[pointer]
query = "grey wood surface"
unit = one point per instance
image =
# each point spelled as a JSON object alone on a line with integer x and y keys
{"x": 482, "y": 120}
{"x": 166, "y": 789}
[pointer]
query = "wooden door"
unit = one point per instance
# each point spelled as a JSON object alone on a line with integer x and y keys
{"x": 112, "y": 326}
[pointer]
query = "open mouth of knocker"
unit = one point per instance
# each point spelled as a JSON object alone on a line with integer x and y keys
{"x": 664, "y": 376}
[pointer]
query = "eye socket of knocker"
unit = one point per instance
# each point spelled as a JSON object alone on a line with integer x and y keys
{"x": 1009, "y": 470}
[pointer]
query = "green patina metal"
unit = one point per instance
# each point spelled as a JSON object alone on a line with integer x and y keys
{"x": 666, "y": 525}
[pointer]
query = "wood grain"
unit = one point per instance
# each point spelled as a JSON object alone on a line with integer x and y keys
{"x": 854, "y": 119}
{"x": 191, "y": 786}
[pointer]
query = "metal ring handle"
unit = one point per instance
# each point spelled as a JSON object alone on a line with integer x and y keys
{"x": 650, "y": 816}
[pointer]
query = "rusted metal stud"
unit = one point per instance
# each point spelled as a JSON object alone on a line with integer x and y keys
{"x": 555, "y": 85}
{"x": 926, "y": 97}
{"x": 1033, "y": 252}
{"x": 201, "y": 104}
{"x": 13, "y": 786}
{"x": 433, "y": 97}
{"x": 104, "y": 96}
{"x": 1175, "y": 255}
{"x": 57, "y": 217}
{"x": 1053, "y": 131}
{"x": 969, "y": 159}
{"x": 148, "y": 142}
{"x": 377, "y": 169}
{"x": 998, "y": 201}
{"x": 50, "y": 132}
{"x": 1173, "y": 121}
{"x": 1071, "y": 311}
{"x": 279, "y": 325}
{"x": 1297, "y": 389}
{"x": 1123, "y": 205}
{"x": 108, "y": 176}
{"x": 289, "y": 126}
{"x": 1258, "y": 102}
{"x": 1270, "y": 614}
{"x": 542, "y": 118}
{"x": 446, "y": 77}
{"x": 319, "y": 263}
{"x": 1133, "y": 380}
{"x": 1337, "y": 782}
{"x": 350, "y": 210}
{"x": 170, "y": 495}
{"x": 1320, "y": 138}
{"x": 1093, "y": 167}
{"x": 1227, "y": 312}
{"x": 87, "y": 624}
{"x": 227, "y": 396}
== == ==
WHAT IS ASKED
Find each line above that contains the word "knocker", with uppercase and lowercase counting, and copy out every one of those lines.

FINISHED ANSWER
query = "open mouth of knocker"
query = "eye socket of knocker"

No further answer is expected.